You’ve finally made it to retirement and are ready to enjoy the good life. There’s just one problem---you would like to have more cash or savings to use for daily living expenses, travel, medical bills, home remodeling or other expenses now that your paychecks have stopped.
You might think about a second mortgage or home-equity line of credit, but you may not wish to take on monthly payments, or you may not have enough income to quality now that you’re retired.
You might want to join increasing numbers of seniors who are tapping into their home equity with a reverse mortgage. Demand for information on reverse mortgages has increased exponentially, according to AARP spokesperson, Bronwyn Belling.
What is a Reverse Mortgage?
A reverse mortgage is a special type of loan that lets you convert some of the equity you have in your home to cash. Unlike a home-equity line of credit or second mortgage, your income and credit history are not considered because you’re not responsible for making any monthly payments. You qualify if you are 62 or older, plan to continue living in your home, and have enough equity in your home to pay off any current mortgages or liens.
There are reverse mortgages for higher valued homes, but more than 90% of reverse mortgages today are Home Equity Conversion Mortgages (HECMs), insured by the U.S. government through FHA.
The cash you get from a reverse mortgage may be a lump sum or monthly payment, or access to a line of credit you may draw from as you choose. Money left in a line of credit with most plans will continue to grow. The amount you can get generally depends on the type of loan you use, the value of your home, your age and interest rates at the time you apply for the loan. The older you are and the lower the interest rates, the more money you’ll receive.

▶ [PROVIDED DATA]:
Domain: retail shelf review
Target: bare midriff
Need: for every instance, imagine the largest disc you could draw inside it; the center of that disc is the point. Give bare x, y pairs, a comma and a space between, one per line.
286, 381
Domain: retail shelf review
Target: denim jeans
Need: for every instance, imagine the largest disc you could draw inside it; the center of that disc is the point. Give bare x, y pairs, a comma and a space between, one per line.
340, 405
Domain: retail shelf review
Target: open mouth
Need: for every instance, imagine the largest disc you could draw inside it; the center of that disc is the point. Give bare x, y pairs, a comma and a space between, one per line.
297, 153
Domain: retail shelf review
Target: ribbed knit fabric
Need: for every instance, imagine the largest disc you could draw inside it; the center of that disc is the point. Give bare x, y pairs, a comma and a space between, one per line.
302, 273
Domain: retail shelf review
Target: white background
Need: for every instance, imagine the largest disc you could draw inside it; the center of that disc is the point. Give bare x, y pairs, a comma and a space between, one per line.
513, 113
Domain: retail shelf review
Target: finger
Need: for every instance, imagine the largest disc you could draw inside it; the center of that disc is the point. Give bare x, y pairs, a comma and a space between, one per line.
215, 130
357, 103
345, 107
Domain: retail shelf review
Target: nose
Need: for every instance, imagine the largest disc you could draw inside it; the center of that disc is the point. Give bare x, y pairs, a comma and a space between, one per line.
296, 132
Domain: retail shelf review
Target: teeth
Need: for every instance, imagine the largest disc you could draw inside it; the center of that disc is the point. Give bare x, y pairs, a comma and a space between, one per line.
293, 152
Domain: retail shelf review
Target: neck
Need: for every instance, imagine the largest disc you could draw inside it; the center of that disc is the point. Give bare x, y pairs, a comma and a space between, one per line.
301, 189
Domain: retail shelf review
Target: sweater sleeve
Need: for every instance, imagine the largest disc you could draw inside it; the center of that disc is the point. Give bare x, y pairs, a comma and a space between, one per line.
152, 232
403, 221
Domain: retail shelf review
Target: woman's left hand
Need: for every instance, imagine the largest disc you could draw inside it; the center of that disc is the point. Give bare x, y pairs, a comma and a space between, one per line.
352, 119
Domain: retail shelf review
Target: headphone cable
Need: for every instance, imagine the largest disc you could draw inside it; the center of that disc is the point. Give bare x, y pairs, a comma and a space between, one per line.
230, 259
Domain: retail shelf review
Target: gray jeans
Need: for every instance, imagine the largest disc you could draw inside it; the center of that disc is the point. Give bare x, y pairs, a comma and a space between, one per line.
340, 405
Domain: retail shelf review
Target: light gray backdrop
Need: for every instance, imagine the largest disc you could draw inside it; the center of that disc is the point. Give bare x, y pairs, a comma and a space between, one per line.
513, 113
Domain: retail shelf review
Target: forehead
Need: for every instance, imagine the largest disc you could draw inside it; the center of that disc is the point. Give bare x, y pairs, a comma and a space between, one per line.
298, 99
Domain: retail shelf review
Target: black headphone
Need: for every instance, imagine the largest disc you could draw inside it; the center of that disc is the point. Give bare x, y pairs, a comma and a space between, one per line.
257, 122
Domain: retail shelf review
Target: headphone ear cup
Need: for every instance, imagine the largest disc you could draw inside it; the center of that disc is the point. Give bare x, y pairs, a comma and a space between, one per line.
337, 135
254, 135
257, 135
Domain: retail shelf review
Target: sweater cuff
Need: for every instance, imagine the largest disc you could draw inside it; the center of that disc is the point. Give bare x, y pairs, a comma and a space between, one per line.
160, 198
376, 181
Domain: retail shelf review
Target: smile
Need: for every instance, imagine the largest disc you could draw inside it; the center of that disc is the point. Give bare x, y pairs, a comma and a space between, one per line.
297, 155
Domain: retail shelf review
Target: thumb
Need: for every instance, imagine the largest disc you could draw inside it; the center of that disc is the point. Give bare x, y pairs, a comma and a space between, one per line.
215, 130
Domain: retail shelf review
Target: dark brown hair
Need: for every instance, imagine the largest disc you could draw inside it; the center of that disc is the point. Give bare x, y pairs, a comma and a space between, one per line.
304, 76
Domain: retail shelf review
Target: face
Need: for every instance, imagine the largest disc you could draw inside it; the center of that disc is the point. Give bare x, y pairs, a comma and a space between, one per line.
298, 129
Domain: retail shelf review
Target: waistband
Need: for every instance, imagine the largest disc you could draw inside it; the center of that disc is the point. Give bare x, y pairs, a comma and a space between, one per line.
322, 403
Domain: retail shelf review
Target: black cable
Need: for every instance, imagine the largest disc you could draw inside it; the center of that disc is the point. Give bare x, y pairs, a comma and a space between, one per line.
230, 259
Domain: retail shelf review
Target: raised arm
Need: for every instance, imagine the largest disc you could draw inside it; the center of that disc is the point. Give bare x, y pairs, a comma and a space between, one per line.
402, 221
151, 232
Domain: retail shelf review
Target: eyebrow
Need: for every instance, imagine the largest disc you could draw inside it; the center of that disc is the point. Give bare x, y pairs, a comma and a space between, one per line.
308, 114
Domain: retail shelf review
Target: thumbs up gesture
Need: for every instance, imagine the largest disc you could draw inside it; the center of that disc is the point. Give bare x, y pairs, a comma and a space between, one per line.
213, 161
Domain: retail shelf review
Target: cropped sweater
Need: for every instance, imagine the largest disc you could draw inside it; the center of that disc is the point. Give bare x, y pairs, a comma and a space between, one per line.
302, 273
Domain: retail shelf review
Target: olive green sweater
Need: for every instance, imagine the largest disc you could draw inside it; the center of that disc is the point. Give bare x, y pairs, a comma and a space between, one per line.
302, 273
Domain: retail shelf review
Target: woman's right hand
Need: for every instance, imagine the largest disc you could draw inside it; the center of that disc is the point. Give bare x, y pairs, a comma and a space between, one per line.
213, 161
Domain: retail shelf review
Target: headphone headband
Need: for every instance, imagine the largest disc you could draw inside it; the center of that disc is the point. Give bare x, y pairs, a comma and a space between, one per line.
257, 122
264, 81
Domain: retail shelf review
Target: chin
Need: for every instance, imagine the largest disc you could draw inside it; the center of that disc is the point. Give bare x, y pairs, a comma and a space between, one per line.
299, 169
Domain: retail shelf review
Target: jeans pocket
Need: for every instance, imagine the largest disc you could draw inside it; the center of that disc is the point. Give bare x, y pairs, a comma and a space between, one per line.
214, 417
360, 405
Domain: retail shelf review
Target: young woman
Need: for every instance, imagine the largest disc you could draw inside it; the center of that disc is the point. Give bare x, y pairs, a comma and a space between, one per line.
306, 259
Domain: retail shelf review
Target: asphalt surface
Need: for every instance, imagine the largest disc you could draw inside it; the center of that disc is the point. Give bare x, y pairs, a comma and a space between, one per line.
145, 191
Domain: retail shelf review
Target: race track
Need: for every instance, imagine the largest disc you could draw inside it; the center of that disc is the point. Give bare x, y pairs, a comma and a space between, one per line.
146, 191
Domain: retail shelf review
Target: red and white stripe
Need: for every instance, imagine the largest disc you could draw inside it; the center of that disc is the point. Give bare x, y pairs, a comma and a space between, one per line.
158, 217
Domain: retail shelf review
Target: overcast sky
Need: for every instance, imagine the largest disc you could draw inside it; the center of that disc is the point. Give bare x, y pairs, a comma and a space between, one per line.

▶ [YOUR OBJECTIVE]: Using the text on reverse mortgages above, explain in one to three sentences why a borrower's income and credit history are not considered for this kind of loan.

▶ [TASK RESPONSE]: A reverse mortgage does not look at income or credit history because the borrower is not responsible for making any monthly payments. This is what sets it apart from a home-equity line of credit or a second mortgage.